• [AIM OF THE EXERCISE] The line containing "the worker in" marks the start; please restate exactly that line and only the lines following it through the end of the material below.

--- SOURCE DATA Enclosed Below ---

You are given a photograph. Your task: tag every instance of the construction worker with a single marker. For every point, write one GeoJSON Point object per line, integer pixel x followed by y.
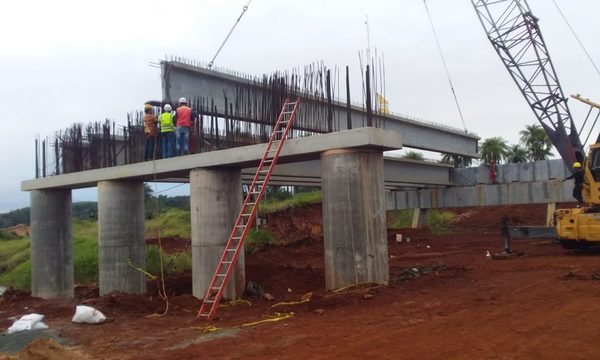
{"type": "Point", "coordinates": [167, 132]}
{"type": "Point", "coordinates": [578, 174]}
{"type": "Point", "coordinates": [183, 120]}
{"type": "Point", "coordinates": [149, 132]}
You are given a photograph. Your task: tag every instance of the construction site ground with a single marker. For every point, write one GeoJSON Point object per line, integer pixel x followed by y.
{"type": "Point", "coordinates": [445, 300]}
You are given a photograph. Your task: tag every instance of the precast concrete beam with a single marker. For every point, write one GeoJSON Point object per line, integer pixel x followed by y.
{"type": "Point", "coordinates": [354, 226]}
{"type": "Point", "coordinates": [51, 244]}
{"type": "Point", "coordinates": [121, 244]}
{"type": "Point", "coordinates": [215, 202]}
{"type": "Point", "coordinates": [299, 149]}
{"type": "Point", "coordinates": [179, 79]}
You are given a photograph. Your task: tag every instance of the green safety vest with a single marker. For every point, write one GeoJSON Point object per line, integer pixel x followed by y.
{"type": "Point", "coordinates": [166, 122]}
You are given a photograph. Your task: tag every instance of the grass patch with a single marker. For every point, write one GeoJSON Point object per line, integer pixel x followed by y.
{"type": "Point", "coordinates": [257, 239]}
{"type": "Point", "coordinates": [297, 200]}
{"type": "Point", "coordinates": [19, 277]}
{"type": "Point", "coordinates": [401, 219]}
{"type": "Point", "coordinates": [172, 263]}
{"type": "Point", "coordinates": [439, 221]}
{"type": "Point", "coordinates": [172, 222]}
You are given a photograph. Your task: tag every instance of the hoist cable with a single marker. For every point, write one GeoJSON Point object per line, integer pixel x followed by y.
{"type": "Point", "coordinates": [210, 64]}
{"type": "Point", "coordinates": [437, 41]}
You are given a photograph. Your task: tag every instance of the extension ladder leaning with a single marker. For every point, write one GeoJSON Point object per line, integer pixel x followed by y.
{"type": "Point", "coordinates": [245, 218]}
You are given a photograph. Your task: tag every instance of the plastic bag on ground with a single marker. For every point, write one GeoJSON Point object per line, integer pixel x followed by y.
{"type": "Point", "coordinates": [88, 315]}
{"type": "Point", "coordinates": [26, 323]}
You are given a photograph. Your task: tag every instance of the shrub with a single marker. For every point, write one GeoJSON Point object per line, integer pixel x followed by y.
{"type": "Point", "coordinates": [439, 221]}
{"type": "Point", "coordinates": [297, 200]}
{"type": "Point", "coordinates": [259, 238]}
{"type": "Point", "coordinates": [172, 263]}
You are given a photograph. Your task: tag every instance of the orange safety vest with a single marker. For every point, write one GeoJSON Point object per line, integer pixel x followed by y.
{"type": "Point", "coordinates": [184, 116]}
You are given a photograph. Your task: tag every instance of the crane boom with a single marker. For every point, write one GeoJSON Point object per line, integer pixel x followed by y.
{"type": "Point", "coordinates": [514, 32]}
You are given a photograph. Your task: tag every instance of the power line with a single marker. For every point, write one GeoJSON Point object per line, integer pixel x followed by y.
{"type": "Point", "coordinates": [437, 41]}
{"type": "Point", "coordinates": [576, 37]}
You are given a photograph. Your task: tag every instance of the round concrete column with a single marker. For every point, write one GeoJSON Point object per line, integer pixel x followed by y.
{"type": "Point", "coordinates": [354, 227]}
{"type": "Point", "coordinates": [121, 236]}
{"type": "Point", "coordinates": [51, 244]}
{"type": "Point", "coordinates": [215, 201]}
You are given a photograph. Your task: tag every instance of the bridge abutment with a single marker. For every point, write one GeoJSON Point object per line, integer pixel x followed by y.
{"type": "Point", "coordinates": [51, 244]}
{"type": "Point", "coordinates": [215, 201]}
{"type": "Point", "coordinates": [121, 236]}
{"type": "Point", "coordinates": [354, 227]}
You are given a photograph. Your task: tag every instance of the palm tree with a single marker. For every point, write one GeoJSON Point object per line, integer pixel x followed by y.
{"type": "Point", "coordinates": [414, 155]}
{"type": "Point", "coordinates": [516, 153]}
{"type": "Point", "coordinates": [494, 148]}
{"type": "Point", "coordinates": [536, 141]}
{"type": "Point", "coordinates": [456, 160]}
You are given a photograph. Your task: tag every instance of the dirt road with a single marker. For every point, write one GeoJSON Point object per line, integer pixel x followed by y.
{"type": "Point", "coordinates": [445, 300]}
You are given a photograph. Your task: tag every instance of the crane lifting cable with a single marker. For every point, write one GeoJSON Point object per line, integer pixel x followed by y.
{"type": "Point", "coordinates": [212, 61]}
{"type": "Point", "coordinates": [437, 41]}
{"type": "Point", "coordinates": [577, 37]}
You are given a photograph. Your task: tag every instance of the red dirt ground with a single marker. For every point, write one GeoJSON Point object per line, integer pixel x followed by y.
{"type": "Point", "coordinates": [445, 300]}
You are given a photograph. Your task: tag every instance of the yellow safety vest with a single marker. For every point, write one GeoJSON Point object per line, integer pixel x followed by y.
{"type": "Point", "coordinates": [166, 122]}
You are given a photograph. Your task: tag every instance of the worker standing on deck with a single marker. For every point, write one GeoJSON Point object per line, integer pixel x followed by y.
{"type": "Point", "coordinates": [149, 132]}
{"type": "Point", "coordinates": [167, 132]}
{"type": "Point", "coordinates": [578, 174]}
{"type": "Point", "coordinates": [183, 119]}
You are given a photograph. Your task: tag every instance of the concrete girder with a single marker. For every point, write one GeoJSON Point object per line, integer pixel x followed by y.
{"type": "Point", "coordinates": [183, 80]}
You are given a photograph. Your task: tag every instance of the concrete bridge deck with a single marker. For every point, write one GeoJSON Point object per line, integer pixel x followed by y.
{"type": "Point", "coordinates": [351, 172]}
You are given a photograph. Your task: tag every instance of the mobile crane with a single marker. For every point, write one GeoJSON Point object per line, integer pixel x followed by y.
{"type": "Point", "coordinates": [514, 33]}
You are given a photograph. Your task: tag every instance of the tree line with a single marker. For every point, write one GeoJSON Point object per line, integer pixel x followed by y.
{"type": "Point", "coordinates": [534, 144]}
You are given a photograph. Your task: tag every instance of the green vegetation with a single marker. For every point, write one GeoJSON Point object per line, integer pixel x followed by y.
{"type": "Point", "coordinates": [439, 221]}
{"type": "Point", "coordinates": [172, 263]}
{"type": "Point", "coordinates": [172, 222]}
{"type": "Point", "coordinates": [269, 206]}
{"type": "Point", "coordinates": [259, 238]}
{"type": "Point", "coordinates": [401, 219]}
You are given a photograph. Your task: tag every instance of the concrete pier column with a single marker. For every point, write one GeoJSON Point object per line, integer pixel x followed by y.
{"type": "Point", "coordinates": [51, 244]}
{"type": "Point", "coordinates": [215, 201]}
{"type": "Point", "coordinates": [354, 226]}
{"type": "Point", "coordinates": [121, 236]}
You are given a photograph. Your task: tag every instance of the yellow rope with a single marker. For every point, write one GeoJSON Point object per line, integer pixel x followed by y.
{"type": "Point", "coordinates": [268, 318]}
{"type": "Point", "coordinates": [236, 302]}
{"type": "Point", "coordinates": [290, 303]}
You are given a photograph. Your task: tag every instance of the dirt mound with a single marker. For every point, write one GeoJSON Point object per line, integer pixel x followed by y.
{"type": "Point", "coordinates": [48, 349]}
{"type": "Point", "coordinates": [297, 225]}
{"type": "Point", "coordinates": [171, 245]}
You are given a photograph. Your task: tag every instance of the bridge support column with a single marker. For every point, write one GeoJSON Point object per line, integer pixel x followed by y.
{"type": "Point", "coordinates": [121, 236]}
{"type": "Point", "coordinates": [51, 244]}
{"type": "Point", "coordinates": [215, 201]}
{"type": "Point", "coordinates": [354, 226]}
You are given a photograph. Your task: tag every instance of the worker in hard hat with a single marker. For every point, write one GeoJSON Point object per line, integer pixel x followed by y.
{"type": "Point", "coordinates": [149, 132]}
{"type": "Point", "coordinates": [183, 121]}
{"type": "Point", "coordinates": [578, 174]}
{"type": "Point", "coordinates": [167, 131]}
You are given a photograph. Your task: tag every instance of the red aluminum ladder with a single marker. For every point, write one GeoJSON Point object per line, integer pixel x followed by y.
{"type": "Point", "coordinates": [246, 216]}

--- End of Enclosed SOURCE DATA ---

• [TASK SOLUTION]
You are given a photograph. Your task: tag every instance of the worker in hard hat with a single marker. For every point, write one GeoJSON Point object per line, integer pixel x followed by y.
{"type": "Point", "coordinates": [149, 132]}
{"type": "Point", "coordinates": [183, 121]}
{"type": "Point", "coordinates": [578, 174]}
{"type": "Point", "coordinates": [167, 131]}
You are given a photograph. Your task: tag every instance of the red aluminum ladder with a single marker. For every point, write one GeoJSON Point object per line, integer pixel x followed by y.
{"type": "Point", "coordinates": [246, 216]}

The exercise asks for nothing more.